WHAT IS REQUIRED: Turn all of the lines below into a numbered list, leaving out any blank lines.
----- MATERIALS PROVIDED -----
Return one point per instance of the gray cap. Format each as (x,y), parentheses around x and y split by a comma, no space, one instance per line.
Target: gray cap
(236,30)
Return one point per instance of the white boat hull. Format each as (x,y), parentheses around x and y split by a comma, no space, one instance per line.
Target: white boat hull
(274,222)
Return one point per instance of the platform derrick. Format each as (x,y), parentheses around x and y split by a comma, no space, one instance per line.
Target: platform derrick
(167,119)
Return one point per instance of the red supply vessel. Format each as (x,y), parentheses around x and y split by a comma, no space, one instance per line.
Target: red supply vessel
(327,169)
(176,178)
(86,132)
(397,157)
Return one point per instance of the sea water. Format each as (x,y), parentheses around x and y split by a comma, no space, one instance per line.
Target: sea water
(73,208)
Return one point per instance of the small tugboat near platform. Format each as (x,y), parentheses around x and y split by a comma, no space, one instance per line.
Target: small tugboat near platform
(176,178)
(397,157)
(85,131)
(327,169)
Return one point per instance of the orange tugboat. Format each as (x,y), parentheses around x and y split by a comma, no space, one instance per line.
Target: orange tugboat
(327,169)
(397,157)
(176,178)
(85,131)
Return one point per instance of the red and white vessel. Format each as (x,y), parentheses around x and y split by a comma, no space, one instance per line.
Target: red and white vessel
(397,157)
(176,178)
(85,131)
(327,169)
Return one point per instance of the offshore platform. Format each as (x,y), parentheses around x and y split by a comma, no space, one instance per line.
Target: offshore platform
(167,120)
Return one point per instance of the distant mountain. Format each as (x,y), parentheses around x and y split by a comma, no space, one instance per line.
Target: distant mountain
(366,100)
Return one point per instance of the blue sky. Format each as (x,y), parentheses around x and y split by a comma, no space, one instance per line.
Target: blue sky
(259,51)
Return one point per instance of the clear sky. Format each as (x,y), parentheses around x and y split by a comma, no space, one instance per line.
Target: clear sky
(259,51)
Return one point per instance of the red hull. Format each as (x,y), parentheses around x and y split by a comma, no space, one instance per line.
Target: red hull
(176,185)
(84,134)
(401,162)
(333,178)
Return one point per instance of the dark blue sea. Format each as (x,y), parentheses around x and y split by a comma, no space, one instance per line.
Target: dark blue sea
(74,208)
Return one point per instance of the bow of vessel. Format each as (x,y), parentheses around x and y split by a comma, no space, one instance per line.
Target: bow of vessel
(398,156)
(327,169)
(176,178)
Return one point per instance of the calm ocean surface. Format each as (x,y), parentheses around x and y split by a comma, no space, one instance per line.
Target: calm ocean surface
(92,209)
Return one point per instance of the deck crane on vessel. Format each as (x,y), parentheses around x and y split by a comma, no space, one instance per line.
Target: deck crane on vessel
-----
SOLUTION FOR THIS PROBLEM:
1. Return one point per instance of the gray cap. Format each as (x,y), parentheses around x and y split by a comma, no space, one instance per line.
2. Target: gray cap
3. (236,30)
4. Return one point per instance of the white boat hull. Format each as (x,y), parentheses around x and y split by a comma, no space, one instance per line.
5. Target: white boat hull
6. (274,222)
7. Return one point per instance of the platform derrick. Format each as (x,y), parentheses around x and y split by a comma, no space, one instance per line.
8. Target: platform derrick
9. (167,119)
10. Return one point per instance of the red supply vessel. Format each as (x,y), parentheses around x and y split by a comma, no space, one instance per line.
11. Target: red supply vessel
12. (327,169)
13. (176,178)
14. (86,132)
15. (397,157)
16. Return one point per instance of the sea water. Format each as (x,y), parentheses around x and y split by a comma, no space, one instance per line.
17. Target: sea water
18. (73,208)
19. Return one point per instance of the small tugboat near platform. Format each as (x,y), parentheses around x and y split by a comma, no space, one instance per line.
20. Target: small tugboat near platform
21. (176,178)
22. (397,157)
23. (85,131)
24. (327,169)
25. Return one point per instance of the orange tugboat. Format each as (x,y), parentheses around x and y split by a comma, no space, one instance per line.
26. Target: orange tugboat
27. (327,169)
28. (397,157)
29. (176,178)
30. (85,131)
31. Return one point per instance of the red and white vessel. Format each as (x,y), parentheses around x and y split by a comma, no space, one instance per line.
32. Target: red and white vessel
33. (397,157)
34. (176,178)
35. (85,131)
36. (327,169)
37. Return one point per instance of the offshore platform. Format each as (x,y), parentheses around x and y split by a comma, no space, one instance per line.
38. Target: offshore platform
39. (167,120)
40. Return one point per instance of the distant mountain. Format each as (x,y), parentheses around x and y split by a comma, no space, one instance per line.
41. Target: distant mountain
42. (366,100)
43. Return one point per instance of the blue sky. Format each as (x,y), parentheses around x and y split by a comma, no space, one instance per line.
44. Target: blue sky
45. (259,51)
46. Return one point per instance of the clear sky. Format each as (x,y), parentheses around x and y split by a comma, no space, one instance per line.
47. Target: clear sky
48. (259,51)
49. Return one point per instance of the red hull. Format each as (x,y), parentheses around x and y split by a comma, no space, one instance per line.
50. Target: red hull
51. (176,185)
52. (84,134)
53. (401,162)
54. (333,178)
55. Return one point per instance of the dark blue sea. Format each as (x,y), parentheses around x and y split by a comma, no space, one instance per line.
56. Target: dark blue sea
57. (74,208)
58. Return one point per instance of the bow of vessel. Format each as (x,y), parentheses around x and y split by a comma, no space, one instance per line.
59. Target: bow of vessel
60. (398,156)
61. (327,169)
62. (176,178)
63. Return one point per instance of the calm ocean surface. Format each as (x,y), parentheses around x and y split by a comma, no space, one instance per line.
64. Target: calm ocean surface
65. (92,209)
66. Return one point per instance of the deck crane on vessel. Format each as (x,y), parentheses around x and y split by a comma, no space, one instance per line.
67. Target: deck crane on vessel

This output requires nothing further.